### Task to carry out
Your answer should hold only the lines from the one with "Query: wooden bench" through the end of the listing below, each retyped exactly.
╭──
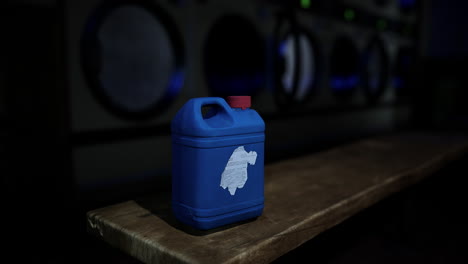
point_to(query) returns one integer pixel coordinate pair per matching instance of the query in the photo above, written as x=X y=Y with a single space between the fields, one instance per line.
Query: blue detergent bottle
x=217 y=162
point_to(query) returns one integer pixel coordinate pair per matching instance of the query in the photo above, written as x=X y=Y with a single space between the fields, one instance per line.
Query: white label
x=235 y=173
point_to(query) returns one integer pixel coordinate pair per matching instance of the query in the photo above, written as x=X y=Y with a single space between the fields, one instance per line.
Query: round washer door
x=133 y=59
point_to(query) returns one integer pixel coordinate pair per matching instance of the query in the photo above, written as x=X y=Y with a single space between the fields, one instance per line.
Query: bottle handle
x=218 y=101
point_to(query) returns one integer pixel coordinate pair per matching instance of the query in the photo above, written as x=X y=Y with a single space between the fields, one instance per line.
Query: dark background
x=45 y=195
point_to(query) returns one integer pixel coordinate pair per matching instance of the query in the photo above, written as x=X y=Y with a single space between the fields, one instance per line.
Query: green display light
x=349 y=14
x=381 y=24
x=305 y=3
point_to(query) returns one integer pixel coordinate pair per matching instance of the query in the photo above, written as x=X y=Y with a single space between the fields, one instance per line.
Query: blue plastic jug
x=217 y=162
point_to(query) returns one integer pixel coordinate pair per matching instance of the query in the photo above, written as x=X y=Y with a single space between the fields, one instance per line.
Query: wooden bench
x=303 y=197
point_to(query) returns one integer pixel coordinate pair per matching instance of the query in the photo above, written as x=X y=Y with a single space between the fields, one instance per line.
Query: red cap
x=239 y=101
╰──
### Completed task
Query: wooden bench
x=303 y=197
point_to(query) returns one integer pixel coordinate pair per matching instance of the query in the photo above, written as x=X y=Y with a single space between the fields, one instance per line.
Query: red cap
x=239 y=101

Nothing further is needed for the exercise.